── Supplied data ──
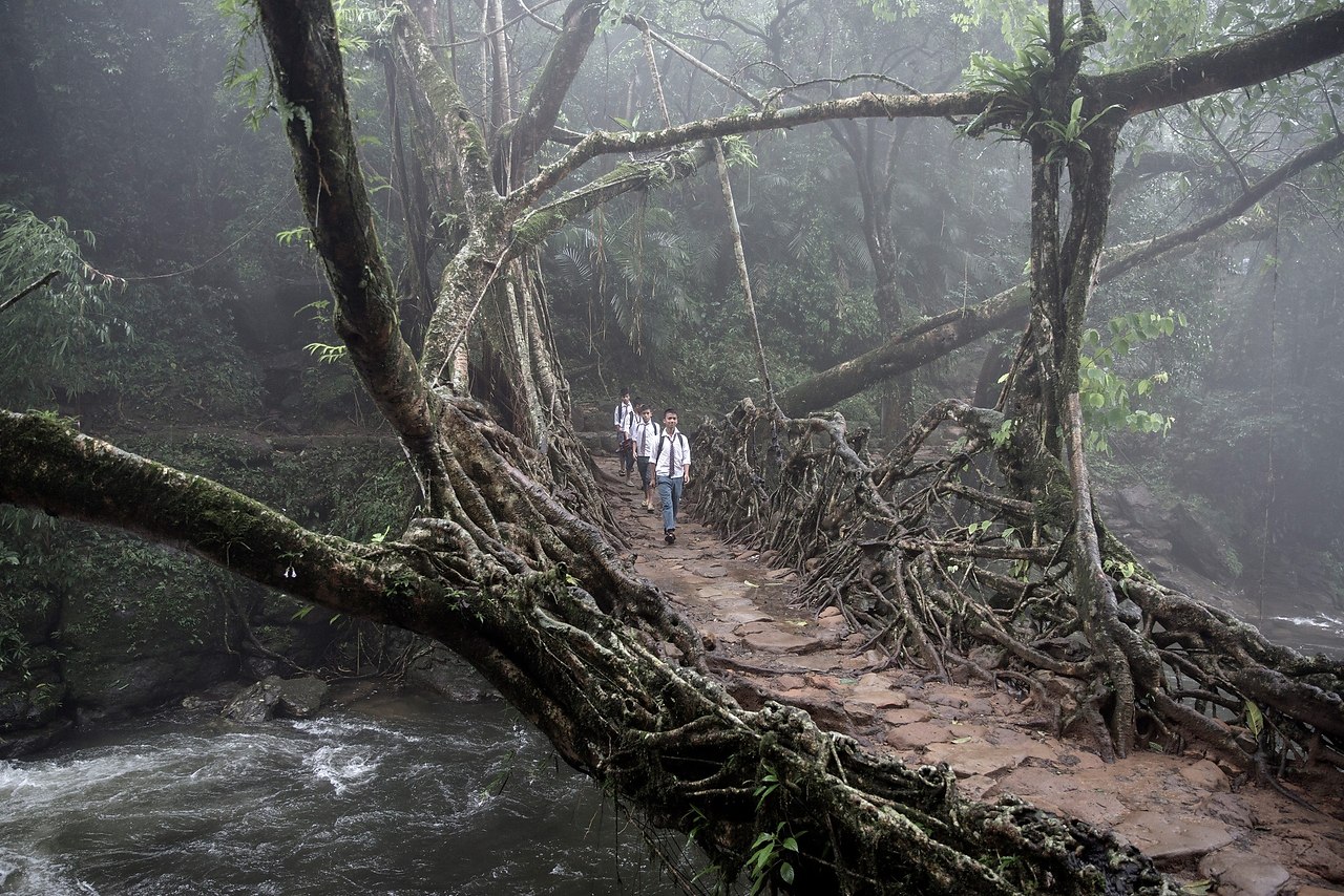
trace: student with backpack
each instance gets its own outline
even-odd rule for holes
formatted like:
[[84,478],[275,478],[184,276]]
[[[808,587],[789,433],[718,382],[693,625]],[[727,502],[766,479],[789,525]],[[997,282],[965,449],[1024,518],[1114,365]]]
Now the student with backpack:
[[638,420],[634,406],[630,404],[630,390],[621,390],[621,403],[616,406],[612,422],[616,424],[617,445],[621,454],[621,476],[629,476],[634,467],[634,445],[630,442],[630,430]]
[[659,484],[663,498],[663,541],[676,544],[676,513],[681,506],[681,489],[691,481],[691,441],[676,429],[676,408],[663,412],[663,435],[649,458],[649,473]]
───
── Supplied data ──
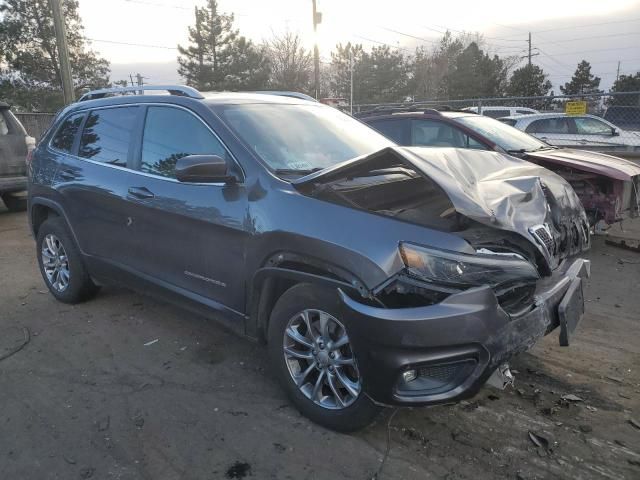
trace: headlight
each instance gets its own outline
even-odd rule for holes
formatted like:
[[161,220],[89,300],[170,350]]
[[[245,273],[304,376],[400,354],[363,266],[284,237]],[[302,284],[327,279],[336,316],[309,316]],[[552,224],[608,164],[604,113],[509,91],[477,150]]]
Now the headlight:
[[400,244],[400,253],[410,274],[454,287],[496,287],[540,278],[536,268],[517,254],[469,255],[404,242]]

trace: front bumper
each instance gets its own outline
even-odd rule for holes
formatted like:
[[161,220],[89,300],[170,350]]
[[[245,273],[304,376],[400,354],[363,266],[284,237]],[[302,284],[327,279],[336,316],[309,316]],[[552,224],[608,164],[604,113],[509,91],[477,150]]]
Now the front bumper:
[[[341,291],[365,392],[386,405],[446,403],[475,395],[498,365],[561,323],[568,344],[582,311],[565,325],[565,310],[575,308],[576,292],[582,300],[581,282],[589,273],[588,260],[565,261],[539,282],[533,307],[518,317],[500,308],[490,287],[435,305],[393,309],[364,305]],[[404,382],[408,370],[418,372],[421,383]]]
───
── Supplied data ──
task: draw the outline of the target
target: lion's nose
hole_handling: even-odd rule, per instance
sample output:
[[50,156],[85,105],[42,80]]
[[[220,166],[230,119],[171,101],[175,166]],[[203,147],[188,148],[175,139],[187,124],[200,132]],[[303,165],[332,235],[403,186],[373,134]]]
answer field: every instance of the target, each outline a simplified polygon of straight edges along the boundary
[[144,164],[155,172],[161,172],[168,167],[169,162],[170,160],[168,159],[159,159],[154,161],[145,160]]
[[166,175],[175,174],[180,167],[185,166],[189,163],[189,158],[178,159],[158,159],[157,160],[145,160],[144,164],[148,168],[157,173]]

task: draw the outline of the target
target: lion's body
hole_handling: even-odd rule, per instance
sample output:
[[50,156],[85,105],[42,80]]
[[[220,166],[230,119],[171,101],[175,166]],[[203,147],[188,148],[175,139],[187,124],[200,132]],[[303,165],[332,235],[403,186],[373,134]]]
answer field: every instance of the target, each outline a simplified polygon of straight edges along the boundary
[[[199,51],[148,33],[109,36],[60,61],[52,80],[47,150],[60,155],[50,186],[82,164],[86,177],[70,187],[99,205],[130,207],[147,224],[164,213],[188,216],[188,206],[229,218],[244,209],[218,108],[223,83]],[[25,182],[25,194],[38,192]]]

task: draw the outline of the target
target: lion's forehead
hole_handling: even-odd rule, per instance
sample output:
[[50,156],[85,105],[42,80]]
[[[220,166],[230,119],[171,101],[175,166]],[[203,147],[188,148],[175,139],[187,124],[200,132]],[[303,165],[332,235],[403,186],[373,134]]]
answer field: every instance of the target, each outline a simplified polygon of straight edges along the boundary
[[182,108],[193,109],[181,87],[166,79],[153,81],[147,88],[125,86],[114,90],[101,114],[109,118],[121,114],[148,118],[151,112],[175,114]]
───
■ **Written exercise**
Reproduce the stretch of the listing from the line containing "trace: student with backpack" through the line containing "Now the student", both ends included, and nothing else.

■ **Response to the task**
trace: student with backpack
each instance gets its own outline
even-odd rule for holes
formatted like:
[[84,478],[275,478],[184,276]]
[[[808,587],[789,433],[718,382],[693,625]],[[727,502],[766,479],[789,525]],[[997,282],[965,449],[1024,518],[1114,365]]]
Now the student with backpack:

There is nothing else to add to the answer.